PROBLEM REQUIREMENTS
Report back each line of the records that contains the string "crust".

------------------------------

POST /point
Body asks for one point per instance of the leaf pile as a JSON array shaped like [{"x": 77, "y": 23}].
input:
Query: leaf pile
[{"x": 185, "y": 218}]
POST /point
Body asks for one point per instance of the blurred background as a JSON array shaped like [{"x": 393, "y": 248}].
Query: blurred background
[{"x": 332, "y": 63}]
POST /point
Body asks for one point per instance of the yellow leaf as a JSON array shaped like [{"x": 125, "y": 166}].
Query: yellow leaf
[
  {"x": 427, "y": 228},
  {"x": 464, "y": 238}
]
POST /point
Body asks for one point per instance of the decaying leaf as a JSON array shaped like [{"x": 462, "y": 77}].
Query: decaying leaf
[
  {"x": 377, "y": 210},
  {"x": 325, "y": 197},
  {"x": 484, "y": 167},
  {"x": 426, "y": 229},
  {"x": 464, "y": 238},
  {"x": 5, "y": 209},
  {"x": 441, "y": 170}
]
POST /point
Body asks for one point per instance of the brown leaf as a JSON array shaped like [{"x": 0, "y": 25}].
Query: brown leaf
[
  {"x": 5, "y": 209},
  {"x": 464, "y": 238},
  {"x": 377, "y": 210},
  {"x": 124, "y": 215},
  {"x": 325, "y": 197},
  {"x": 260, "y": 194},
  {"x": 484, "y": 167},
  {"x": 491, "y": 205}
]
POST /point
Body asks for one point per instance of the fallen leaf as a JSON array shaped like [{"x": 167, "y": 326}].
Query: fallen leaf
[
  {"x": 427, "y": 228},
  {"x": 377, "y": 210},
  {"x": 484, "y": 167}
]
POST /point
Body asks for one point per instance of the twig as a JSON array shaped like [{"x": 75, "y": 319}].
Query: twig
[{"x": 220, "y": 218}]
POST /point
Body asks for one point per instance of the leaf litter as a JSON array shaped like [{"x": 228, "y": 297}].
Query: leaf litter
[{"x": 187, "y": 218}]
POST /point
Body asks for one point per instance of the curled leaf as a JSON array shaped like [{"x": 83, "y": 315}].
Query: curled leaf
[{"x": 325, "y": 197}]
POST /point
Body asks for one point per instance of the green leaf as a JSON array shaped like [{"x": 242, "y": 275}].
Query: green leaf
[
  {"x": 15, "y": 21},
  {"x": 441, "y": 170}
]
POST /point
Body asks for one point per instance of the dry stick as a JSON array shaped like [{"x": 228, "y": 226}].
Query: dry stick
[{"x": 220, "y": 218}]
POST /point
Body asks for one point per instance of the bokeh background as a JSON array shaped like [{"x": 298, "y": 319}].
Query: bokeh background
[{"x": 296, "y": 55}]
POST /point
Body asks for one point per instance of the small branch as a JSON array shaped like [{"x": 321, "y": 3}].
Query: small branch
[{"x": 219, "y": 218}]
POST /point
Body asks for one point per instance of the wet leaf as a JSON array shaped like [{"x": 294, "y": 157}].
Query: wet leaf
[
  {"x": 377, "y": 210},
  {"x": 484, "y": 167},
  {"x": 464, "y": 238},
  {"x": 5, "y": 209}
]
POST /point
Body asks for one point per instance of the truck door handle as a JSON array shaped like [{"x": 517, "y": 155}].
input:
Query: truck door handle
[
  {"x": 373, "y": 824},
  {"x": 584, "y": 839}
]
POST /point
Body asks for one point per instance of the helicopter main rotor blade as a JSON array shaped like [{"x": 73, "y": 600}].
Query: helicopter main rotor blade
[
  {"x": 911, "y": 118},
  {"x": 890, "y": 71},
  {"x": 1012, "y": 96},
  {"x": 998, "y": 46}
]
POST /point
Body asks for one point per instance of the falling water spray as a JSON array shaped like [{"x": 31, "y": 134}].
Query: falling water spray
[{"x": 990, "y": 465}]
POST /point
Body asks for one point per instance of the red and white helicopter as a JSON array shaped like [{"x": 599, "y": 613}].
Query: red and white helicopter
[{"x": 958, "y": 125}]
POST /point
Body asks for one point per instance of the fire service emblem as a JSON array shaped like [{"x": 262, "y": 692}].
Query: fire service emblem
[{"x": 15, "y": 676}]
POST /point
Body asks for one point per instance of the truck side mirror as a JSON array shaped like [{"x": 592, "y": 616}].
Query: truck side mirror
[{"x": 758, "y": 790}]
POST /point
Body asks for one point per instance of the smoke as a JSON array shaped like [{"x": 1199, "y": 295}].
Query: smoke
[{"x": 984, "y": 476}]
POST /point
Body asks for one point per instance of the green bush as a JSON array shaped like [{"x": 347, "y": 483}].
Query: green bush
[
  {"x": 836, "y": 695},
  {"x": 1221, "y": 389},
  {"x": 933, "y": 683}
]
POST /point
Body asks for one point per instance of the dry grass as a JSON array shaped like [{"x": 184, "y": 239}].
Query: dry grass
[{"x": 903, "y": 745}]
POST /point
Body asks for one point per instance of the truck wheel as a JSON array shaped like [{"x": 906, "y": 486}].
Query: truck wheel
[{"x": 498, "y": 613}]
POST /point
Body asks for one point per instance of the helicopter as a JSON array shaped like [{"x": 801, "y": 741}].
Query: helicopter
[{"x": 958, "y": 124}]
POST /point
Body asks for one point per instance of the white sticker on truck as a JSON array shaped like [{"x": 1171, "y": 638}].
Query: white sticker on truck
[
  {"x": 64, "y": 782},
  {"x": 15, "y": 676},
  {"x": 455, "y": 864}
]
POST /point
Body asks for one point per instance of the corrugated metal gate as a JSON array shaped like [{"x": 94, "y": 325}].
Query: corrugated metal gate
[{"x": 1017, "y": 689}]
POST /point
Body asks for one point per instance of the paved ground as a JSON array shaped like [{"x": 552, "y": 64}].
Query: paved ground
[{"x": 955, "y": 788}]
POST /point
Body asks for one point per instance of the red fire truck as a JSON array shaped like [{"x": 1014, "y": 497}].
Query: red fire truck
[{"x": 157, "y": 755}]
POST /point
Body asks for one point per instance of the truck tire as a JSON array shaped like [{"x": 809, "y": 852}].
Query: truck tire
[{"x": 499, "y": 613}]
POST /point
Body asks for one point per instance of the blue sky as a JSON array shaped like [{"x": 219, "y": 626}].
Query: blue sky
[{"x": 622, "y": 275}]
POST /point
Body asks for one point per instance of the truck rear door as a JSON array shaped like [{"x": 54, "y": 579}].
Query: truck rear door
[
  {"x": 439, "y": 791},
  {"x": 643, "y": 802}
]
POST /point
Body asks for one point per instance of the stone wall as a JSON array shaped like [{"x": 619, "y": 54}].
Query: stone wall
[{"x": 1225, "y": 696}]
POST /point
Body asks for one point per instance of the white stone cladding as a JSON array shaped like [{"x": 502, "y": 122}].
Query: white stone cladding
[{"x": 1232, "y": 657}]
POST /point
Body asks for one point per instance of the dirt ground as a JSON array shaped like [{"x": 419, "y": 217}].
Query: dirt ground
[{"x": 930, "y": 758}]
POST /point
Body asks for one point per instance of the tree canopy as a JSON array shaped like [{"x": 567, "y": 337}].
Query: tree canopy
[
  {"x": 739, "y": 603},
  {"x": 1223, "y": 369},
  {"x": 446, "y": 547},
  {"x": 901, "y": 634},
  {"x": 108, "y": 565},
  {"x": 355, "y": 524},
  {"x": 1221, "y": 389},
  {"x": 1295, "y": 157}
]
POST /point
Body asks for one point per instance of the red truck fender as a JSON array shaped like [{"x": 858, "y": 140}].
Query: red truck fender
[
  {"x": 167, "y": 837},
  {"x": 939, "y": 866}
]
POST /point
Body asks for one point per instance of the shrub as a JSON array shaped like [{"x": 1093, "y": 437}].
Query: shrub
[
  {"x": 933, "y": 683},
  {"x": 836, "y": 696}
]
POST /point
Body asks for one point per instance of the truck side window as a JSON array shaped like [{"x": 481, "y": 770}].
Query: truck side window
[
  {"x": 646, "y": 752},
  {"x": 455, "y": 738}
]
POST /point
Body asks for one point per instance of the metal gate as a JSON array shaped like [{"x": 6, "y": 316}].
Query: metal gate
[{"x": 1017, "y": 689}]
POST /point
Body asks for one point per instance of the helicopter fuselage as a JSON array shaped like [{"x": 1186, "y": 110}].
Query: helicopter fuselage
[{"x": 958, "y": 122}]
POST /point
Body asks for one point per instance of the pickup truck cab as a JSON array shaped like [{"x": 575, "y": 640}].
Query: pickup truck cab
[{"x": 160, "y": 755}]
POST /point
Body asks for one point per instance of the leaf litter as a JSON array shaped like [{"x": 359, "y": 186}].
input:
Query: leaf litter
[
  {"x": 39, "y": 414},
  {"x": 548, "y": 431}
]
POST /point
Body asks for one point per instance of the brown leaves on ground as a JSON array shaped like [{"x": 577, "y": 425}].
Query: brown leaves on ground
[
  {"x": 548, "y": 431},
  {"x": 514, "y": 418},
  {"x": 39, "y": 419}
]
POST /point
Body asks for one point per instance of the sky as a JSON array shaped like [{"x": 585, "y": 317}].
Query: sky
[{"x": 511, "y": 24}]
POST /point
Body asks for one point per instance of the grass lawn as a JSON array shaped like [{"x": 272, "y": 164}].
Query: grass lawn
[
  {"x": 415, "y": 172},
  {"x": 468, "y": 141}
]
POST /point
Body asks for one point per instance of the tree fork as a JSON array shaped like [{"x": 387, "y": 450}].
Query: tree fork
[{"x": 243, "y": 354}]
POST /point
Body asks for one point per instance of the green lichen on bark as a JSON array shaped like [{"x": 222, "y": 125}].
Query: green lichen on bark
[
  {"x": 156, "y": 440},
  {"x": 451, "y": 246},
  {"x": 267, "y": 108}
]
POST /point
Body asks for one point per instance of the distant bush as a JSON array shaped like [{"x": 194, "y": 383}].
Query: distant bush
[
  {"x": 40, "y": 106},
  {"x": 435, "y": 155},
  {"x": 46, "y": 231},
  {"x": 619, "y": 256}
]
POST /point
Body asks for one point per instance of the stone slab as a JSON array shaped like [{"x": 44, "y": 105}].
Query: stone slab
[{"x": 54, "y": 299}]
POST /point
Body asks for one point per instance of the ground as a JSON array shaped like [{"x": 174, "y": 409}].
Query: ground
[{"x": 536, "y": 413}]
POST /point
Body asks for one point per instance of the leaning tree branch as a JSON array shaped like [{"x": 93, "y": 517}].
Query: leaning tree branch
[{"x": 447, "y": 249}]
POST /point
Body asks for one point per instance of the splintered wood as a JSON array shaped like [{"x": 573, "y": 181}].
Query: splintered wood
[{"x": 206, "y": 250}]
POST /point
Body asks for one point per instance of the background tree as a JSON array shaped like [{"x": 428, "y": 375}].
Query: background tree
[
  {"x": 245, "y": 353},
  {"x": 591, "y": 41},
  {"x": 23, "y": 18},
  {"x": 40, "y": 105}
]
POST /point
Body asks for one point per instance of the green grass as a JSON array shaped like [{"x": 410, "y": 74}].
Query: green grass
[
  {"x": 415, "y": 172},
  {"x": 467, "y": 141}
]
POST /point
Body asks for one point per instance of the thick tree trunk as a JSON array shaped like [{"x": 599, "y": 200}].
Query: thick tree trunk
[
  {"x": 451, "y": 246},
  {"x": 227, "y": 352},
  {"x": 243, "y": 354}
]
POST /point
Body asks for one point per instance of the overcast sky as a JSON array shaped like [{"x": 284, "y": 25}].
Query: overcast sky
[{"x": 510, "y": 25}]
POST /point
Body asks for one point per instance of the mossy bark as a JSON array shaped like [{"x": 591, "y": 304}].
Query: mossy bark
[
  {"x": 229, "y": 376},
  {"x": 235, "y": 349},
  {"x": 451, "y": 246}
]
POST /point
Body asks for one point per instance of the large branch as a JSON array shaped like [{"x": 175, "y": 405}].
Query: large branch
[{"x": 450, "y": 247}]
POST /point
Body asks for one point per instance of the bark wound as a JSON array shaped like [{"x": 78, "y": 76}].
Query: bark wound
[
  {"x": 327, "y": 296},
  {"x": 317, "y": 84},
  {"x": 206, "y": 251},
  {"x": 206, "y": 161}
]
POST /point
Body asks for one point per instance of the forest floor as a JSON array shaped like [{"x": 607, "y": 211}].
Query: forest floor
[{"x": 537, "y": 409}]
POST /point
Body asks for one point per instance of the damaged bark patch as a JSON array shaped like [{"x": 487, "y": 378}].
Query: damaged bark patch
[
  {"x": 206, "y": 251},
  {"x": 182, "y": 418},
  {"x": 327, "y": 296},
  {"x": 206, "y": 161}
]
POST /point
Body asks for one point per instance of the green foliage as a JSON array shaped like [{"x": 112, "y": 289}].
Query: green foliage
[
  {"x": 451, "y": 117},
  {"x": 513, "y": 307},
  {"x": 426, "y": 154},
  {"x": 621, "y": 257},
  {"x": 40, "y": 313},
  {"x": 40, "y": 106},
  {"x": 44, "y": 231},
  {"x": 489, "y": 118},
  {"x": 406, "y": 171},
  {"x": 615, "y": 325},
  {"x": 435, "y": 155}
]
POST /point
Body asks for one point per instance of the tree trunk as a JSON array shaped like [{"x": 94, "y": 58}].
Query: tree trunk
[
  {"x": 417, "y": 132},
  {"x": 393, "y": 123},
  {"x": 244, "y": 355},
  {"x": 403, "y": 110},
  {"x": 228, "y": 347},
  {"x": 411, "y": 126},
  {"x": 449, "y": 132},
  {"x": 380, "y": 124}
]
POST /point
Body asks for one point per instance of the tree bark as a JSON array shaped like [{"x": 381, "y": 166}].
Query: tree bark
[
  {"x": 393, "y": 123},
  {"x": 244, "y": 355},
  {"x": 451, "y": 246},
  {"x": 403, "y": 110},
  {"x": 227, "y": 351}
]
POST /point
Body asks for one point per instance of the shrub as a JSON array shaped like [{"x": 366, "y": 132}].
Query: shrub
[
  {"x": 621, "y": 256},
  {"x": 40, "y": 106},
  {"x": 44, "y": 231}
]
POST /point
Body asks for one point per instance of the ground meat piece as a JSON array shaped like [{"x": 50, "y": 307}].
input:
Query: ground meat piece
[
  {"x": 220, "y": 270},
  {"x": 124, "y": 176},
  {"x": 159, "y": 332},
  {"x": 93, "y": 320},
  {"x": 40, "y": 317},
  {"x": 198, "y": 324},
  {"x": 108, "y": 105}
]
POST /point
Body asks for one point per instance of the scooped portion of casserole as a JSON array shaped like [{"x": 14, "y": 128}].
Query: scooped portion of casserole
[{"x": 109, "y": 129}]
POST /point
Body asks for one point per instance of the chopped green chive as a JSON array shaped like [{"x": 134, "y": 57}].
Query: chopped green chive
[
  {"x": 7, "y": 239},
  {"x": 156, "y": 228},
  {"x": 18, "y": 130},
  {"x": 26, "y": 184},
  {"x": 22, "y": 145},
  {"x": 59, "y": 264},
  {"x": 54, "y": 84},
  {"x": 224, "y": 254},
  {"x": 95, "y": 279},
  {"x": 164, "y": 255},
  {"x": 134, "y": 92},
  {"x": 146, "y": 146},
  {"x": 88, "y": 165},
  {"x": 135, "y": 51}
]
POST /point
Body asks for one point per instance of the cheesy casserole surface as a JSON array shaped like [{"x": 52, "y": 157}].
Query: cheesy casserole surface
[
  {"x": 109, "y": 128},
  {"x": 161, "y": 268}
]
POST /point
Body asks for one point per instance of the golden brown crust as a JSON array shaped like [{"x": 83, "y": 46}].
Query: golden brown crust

------------------------------

SOLUTION FOR THIS EXERCISE
Body asks for one point per instance of the golden brown crust as a JSON array shaped like [{"x": 83, "y": 46}].
Query: golden brown crust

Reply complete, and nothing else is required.